If America had a wild west, then Australia had a fuckin’ wild west, mate, one that seems to continue in the barren outback to this very day. And like our own outlaws such as Billy the Kid or Jesse James, they have their own bloody versions as well, most notably the legendary Ned Kelly.
Having seen various on-screen incarnations of Kelly by both Mick Jagger and Yahoo Serious over the years, I’m gonna say both were heavily fabricated, while director Justin Kurzel’s apocalyptic interpretation in True History of the Kelly Gang seems closer to the real story, Oedipal subtexts and all.
In the film, Ned’s parents were a drunk and a prostitute — always a perfect recipe for a Down Under ne’er-do-well, if you ask me. His father’s inability to find the family food leads Ned to slaughter a random cow for beef, but Dad is taken away to the notorious Aussie prisons and ultimately killed there for his crime.
In need of money, Ned’s mom sells him to rotund Russell Crowe (Unhinged) — almost resembling Denver Pyle here — who promises to turn him into an outlaw and, true to form, lands him in jail within a few minutes. Growing up in the hud, Ned (George MacKay, 1917) becomes a two-fisted rabble-rouser prone to psychotic delusions of grandeur, all of which he writes in his diary, apparently the basis for this film.

**RECORDS:**
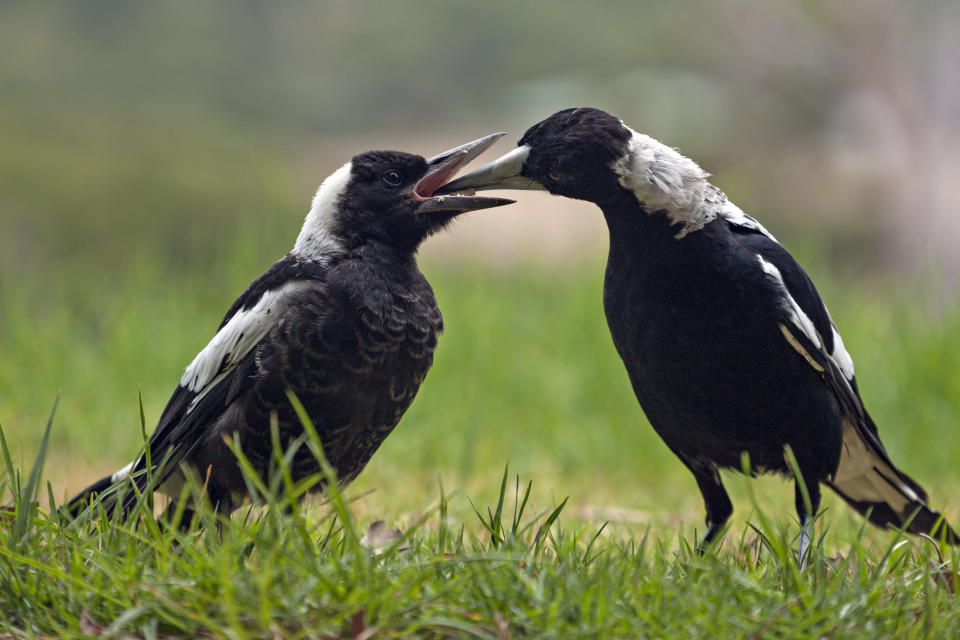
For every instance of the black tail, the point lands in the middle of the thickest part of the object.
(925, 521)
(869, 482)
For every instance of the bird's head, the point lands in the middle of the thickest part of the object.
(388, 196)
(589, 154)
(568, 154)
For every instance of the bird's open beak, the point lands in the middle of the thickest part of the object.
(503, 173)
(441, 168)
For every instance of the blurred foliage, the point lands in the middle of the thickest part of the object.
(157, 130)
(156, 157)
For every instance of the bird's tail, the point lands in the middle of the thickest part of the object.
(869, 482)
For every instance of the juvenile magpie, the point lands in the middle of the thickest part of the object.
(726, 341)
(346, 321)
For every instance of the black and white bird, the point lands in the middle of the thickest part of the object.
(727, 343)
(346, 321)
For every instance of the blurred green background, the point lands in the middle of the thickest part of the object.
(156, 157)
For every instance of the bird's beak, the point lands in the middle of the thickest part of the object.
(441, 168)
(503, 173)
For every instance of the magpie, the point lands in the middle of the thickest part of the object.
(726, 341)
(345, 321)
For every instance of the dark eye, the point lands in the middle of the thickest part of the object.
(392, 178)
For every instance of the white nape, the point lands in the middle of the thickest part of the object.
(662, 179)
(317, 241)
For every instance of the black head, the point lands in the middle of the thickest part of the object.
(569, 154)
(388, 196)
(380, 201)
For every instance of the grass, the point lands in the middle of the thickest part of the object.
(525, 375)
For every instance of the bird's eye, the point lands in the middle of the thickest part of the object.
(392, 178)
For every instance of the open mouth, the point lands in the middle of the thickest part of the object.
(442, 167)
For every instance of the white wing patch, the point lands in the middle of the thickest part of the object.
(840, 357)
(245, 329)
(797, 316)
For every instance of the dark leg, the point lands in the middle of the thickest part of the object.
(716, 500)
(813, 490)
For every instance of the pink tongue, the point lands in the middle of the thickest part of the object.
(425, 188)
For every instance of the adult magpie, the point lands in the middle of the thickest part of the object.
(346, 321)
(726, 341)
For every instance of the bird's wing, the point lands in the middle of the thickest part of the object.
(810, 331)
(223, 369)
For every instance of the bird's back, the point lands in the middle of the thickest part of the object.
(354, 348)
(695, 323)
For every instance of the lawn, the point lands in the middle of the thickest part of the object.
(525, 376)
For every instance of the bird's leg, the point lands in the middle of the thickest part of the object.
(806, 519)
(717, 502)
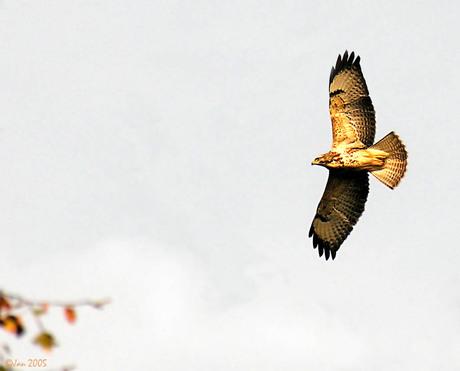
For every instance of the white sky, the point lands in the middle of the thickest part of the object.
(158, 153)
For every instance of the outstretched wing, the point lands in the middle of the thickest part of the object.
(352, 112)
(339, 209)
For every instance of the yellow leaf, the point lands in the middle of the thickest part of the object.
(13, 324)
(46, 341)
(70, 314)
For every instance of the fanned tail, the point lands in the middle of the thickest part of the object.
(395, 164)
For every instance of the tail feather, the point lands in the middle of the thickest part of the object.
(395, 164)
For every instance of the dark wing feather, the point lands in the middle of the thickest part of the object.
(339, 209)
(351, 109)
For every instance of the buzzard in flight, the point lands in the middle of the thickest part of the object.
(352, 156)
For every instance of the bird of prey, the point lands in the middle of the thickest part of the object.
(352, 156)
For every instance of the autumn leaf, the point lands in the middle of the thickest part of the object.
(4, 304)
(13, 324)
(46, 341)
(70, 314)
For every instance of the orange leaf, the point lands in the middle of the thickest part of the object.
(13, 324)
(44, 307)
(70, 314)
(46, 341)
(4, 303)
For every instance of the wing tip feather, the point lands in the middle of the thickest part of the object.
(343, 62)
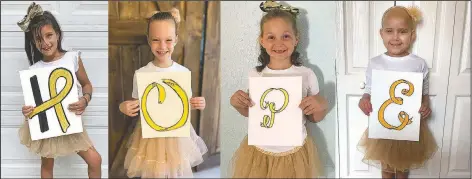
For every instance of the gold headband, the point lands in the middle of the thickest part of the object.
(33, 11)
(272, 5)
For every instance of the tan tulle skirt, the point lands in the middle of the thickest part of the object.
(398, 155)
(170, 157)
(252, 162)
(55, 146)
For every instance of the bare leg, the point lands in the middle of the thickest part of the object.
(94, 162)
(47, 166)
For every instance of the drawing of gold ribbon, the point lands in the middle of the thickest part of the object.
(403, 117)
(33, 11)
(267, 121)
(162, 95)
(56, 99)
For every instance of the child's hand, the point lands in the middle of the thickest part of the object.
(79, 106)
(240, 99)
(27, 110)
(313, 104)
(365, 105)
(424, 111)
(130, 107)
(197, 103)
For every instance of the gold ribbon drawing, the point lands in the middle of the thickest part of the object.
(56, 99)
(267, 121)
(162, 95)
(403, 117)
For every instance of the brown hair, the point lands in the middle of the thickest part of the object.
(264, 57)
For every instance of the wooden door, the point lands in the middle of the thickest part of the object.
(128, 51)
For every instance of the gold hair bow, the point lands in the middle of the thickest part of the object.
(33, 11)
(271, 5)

**STATED TASK:**
Duplicate the passage of the Ned Kelly film review above, starting at "If America had" and ending at "legendary Ned Kelly.".

**SOLUTION FOR THIS EXERCISE:**
If America had a wild west, then Australia had a fuckin’ wild west, mate, one that seems to continue in the barren outback to this very day. And like our own outlaws such as Billy the Kid or Jesse James, they have their own bloody versions as well, most notably the legendary Ned Kelly.